Dann erfahren sie, - sie, die nun einmal auch anders ticken als die Gleichaltrigen - auch ok zu sein und verstanden zu werden. Das wirkt sich nicht nur entwicklungsfördernd und beglückend auf die Psyche aus, sondern bringt (häufig dann erst) ihr geistiges Potential zutage. Wahrgenommen zu werden ist somit Grundlage für ihren Erfolg. Diese Überzeugung teilen viele Psychologen, Reformpädagogen und Begabungsforscher - und sie wurde jüngst in einer sehr aufwändigen Studie vom australischen Wissenschaftler John Hattie nachgewiesen.
Aber, und hier kommt die Schule ins Spiel: inwieweit können Lehrer in diesen Wunsch, ihre Schüler realistisch wahrzunehmen, mit einbezogen werden? Schwer, das von ihnen zu verlangen. Deutschland bereitet seine Lehramtsanwärter - und das auch noch in jedem Bundesland unterschiedlich- entweder gar nicht oder nur sehr rudimentär auf diese psychologischen Aufgaben vor. Es steht und fällt somit mit ihrer von Haus aus mitgebrachten Persönlichkeit - was Schulerfolg, wie ich ihn definiere (Kinder zu starken jungen Erwachsene auszubilden, die ihr Potenzial kennen) - zum Glücksspiel macht. Außerdem werden an Lehrer immer höhere Erwartungen gestellt - wie auch Kinder und Eltern gleichermaßen und zweifellos unter immer höherem Druck stehen.
·····
## Deine Aufgaben
a) Welche Berufsgruppen teilen laut dem Text zum Lesen die Überzeugung, dass Wahrgenommenwerden die Grundlage für den Erfolg der Kinder ist? Zähle sie alle auf.
b) Beantworte anhand des Texts zum Lesen diese Fragen:
(i) Aus welchem Land kommt der Wissenschaftler John Hattie?
(ii) Wie bereitet Deutschland seine Lehramtsanwärter auf die psychologischen Aufgaben vor?
(iii) Unter was stehen Kinder und Eltern laut dem Text?
c) Führe den Text über Schüler, Lehrer und Schulerfolg nach seinem letzten Satz weiter.

## Ausgangsmaterial
·····
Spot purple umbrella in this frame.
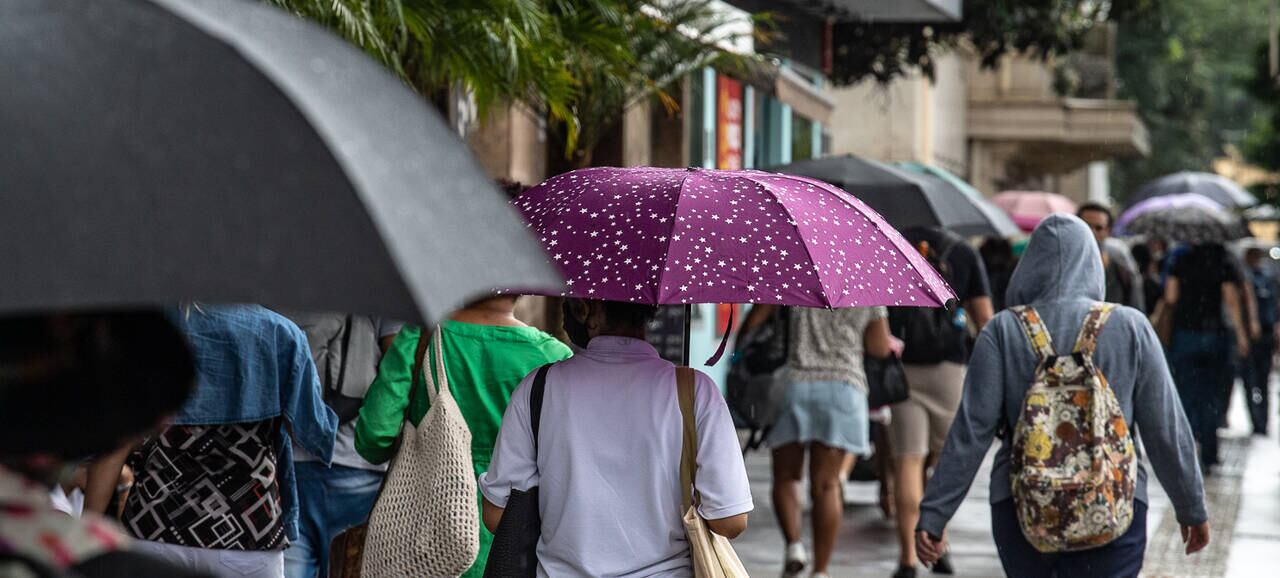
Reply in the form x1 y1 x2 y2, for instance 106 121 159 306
513 168 955 360
1112 193 1225 237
·····
## Antworten je Aufgabe
a) Psychologen, Reformpädagogen, Begabungsforscher

b)
(i) Aus Australien.
(ii) Entweder gar nicht oder nur sehr rudimentär, und das in jedem Bundesland unterschiedlich.
(iii) Unter immer höherem Druck.

c)
Mein Ansatz ist: warum nehmen wir uns hochsensible Kinder mit ihren feinen Antennen für Missstände nicht auch einmal zum Vorbild? Weil sie Kinder sind? Wie sehr können wir Erwachsene doch von ihnen lernen. Oder weil sie so sensibel sind? Abgesehen davon, dass die hochsensible Wahrnehmungsfähigkeit eine Art Frühwarnsystem für alle sein kann, ist sie neben so vielen anderen Fähigkeiten für sich genommen einfach wertvoll.
Hochsensible Kinder prangern mit ihrem "Leid" das an, woran es allen mangelt. An Ruhe, an Empathie für die Belange anderer Menschen, an Gelassenheit und damit auch an tragfähigen Beziehungen, die alle Kinder so brauchen. „Komm raus, ich seh dich!“ ist ein Plädoyer für seelisches Wachstum, Individualität und Fehlerfreundlichkeit. Wo man sich empathischer begegnet, sich die Mühe macht, die Beweggründe des anderen vor dessen Hintergrund zu verstehen - auch und gerade im Umgang mit Kindern - und Fehler nicht allzu überbewertet, da entstehen so viele Chancen und Potenziale. Wenn man diesen Gedanken etwas weiterspinnen würde, wäre das Ergebnis sicher sehr überraschend und entlastend für alle.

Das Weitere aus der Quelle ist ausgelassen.